>> Begin

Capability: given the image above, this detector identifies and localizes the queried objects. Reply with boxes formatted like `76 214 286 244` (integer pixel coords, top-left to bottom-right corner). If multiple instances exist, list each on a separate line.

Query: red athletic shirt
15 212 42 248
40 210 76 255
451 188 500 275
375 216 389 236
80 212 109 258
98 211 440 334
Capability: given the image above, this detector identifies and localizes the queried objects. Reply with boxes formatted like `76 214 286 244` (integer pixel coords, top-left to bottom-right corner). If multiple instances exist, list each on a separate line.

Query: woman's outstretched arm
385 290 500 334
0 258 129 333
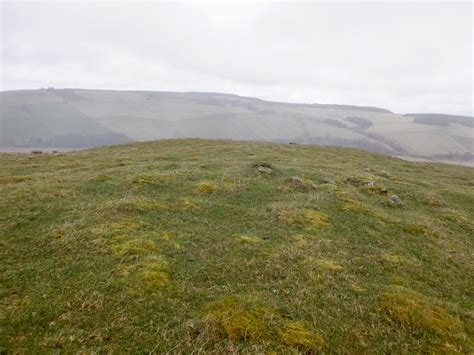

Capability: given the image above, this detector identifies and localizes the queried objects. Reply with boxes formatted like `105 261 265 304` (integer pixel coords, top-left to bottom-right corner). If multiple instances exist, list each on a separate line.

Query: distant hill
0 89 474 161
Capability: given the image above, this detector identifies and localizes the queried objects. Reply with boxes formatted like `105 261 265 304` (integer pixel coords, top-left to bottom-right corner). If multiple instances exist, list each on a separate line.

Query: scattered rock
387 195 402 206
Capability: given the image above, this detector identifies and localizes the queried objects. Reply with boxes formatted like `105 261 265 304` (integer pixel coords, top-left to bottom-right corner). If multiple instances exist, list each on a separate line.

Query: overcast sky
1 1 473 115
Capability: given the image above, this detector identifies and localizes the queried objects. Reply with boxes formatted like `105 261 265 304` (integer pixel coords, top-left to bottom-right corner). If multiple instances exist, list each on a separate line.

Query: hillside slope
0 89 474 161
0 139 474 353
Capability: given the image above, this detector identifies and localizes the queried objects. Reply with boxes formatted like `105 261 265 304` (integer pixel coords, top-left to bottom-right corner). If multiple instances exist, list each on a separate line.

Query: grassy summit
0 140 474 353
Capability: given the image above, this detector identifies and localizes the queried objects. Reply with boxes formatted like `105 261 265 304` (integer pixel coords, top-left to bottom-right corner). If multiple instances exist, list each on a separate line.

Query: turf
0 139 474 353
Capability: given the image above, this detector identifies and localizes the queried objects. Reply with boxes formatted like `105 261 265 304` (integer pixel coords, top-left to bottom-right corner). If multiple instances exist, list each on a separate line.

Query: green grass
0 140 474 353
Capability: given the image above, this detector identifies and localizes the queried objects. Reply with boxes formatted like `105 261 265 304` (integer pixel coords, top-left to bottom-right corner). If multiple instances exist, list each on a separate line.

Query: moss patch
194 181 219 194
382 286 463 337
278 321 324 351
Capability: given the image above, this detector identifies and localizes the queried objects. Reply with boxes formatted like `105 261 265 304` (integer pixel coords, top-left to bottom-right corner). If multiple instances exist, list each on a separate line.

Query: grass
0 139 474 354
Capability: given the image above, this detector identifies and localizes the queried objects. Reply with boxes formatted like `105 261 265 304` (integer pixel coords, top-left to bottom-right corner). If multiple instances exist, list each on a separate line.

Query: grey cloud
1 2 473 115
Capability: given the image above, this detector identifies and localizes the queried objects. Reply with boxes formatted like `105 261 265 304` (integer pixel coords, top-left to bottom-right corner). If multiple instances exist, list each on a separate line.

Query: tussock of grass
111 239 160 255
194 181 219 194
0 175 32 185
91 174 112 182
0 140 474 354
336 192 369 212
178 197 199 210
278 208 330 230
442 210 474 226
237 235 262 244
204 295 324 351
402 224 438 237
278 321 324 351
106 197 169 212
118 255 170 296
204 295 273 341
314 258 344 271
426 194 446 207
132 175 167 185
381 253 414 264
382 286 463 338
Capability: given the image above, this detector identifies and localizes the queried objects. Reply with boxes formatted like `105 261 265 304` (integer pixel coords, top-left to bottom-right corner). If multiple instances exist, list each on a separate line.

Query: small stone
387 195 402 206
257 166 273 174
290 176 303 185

>> End
>> Begin

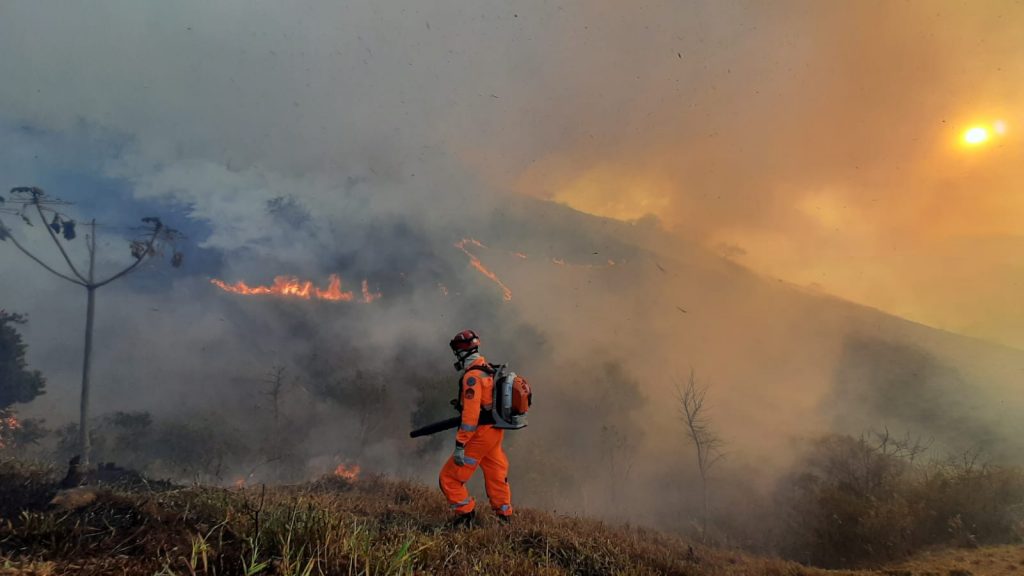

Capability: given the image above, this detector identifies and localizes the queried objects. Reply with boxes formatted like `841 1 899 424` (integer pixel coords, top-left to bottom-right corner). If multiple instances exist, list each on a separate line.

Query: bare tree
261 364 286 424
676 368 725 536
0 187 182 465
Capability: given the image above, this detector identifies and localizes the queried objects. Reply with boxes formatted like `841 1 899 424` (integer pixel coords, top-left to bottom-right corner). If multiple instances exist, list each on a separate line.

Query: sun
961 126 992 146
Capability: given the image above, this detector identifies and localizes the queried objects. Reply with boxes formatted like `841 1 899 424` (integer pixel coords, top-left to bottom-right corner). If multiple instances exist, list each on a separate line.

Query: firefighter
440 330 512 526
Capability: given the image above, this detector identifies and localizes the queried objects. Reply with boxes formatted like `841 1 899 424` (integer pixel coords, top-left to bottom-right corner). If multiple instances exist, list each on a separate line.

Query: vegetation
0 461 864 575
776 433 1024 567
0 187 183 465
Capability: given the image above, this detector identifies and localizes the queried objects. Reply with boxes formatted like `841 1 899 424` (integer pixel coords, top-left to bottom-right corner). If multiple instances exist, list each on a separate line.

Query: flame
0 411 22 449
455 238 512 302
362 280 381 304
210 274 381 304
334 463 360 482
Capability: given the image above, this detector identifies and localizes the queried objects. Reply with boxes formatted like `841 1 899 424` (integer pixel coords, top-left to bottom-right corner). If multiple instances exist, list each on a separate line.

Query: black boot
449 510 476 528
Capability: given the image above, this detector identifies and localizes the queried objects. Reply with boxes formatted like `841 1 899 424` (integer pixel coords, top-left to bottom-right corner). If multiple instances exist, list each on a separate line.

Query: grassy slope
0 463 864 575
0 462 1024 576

>> End

- **WHAT THE TASK ASKS**: Show every line in the records above that contains the string "slope". Case counts.

- **THE OUTPUT**:
Query: hillside slope
Query: grassy slope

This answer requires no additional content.